__Problem details__.
The answer should consist of each line below that contains the word "white".

(Stored dataset items)
========================
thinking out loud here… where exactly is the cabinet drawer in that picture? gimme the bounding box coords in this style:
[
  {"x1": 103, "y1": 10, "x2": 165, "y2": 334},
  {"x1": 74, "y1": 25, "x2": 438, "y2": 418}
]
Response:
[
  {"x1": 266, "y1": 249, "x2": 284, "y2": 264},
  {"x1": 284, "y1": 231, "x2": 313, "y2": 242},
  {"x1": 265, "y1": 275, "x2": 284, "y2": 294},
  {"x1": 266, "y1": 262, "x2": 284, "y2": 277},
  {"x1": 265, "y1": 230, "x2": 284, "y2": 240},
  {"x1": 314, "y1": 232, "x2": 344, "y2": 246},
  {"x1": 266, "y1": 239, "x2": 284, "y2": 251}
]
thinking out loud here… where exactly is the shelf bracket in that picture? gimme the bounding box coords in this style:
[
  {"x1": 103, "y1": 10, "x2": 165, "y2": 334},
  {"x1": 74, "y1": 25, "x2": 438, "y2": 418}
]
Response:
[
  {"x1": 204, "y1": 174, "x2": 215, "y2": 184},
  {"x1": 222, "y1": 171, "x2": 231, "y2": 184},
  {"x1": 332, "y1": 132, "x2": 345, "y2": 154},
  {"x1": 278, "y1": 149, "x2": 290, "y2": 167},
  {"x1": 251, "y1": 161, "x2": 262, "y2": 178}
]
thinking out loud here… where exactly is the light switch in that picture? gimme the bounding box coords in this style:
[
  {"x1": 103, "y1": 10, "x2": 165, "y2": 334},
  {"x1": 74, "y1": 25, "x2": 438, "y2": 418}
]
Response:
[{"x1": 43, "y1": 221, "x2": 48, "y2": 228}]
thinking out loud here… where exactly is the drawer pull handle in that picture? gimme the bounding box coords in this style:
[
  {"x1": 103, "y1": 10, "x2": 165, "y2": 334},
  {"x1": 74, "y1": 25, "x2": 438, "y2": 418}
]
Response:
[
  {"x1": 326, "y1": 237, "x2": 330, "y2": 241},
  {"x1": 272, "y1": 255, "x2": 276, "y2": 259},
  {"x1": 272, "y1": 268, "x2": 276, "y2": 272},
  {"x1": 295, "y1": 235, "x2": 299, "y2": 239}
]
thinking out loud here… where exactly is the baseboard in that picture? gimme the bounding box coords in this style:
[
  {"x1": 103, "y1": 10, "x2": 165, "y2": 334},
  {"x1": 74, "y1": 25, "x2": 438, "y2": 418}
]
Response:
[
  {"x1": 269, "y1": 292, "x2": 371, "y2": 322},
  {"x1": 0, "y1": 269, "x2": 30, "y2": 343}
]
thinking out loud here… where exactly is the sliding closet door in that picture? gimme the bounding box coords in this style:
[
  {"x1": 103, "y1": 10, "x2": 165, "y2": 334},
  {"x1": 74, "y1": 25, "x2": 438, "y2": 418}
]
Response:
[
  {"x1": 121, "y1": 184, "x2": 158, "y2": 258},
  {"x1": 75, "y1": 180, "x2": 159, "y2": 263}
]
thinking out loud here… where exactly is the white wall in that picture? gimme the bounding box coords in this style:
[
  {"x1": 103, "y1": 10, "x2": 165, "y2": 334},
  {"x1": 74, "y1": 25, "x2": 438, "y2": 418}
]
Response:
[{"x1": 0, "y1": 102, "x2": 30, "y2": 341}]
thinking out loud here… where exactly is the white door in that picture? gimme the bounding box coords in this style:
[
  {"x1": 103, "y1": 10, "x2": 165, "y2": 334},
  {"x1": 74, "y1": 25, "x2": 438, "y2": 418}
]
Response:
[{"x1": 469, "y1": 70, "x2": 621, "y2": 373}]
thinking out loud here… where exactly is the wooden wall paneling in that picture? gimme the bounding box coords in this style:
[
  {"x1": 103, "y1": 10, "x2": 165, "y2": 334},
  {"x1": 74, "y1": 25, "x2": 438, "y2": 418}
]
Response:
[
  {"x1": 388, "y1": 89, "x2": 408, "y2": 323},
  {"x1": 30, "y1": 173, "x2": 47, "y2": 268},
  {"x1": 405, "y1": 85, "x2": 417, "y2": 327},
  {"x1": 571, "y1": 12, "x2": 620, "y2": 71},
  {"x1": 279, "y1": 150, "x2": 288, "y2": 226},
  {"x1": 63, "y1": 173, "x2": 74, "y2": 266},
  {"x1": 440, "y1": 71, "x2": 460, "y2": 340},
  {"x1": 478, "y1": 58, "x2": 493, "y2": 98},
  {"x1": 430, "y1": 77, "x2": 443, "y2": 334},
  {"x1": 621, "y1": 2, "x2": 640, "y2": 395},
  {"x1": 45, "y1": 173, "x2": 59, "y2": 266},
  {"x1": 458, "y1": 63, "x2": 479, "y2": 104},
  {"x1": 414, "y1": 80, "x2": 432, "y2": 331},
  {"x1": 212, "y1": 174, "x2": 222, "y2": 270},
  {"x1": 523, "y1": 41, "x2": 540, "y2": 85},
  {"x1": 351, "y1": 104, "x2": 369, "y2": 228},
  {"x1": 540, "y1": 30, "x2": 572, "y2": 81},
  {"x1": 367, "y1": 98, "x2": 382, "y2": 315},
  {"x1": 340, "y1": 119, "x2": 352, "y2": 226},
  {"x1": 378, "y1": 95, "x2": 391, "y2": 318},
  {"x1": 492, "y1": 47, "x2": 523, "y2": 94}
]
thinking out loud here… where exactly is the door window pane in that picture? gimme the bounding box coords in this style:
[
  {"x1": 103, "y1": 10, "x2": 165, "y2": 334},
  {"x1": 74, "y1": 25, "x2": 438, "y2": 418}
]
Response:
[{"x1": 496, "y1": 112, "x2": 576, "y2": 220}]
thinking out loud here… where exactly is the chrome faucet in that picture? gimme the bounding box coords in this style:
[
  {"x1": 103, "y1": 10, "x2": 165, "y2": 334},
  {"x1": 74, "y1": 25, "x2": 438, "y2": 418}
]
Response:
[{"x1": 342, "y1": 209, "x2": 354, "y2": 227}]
========================
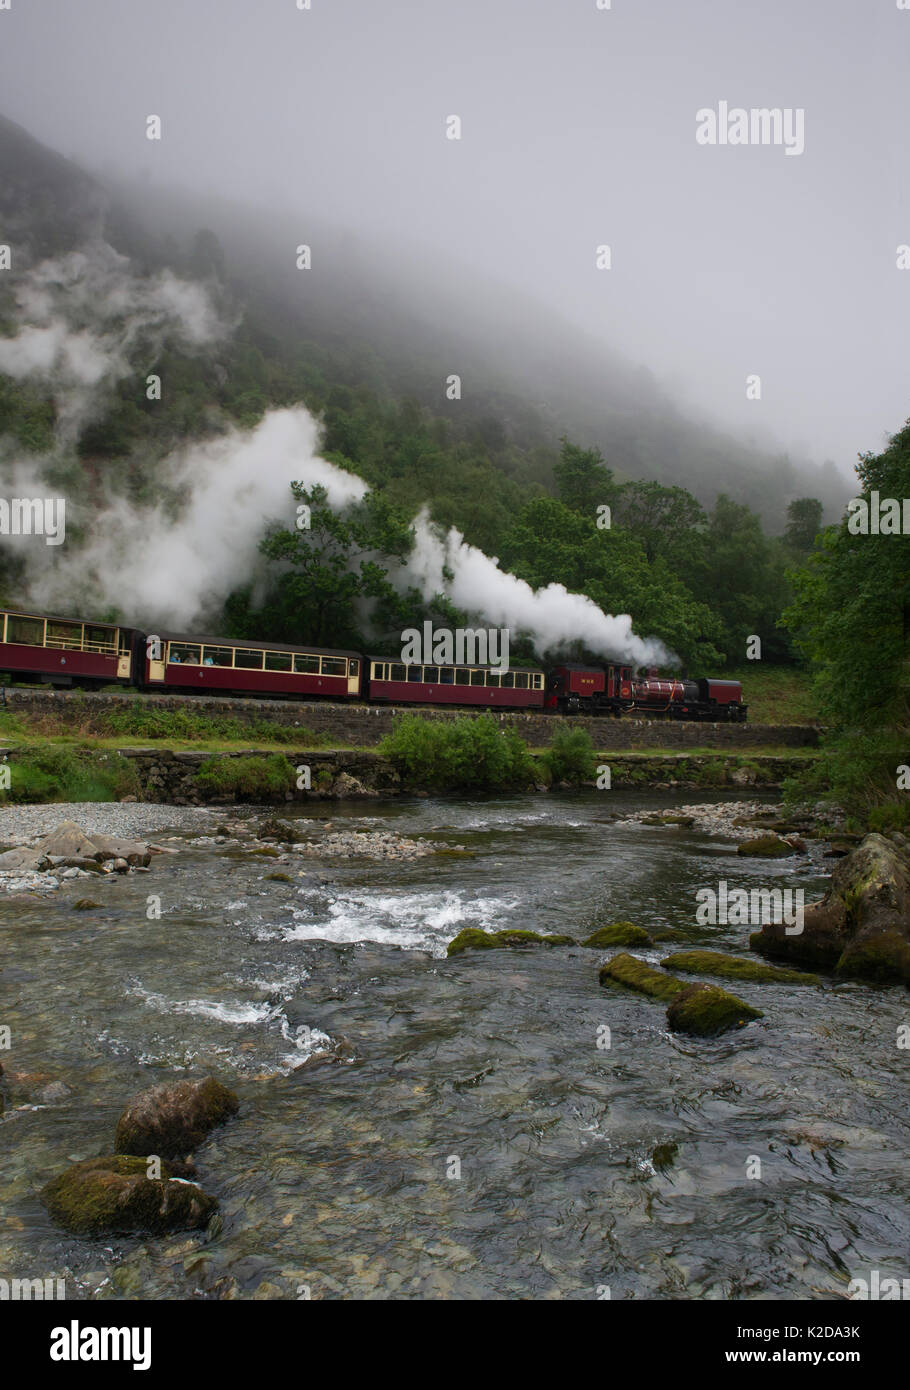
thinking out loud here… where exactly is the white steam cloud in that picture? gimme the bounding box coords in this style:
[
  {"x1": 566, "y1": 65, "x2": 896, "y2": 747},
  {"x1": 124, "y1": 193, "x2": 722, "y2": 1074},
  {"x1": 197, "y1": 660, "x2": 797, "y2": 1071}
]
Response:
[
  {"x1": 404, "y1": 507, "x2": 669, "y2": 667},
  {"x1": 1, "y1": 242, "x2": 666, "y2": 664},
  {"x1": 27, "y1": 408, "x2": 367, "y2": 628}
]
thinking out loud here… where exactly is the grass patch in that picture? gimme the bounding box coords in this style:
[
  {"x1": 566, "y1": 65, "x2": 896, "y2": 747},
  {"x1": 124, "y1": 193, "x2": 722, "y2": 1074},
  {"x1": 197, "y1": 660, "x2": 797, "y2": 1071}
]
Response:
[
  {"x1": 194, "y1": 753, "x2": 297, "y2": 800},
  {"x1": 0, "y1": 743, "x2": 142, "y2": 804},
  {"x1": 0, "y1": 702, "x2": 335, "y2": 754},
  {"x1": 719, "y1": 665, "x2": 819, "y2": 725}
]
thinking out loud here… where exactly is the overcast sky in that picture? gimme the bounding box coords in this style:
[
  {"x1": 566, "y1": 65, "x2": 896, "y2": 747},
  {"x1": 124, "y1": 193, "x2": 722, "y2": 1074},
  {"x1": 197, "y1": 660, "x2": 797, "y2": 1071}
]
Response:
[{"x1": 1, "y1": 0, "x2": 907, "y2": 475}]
========================
__Solution for this task__.
thinking out loud here… where exactly is the white wall in that picture? gimme the bounding box coords in this style:
thinking out loud here… where exactly is the white door in that picture? gimme the bounding box coords in this style:
thinking out loud here… where exactly is the white steam cloud in that picture? gimme the bounding box coords in this style:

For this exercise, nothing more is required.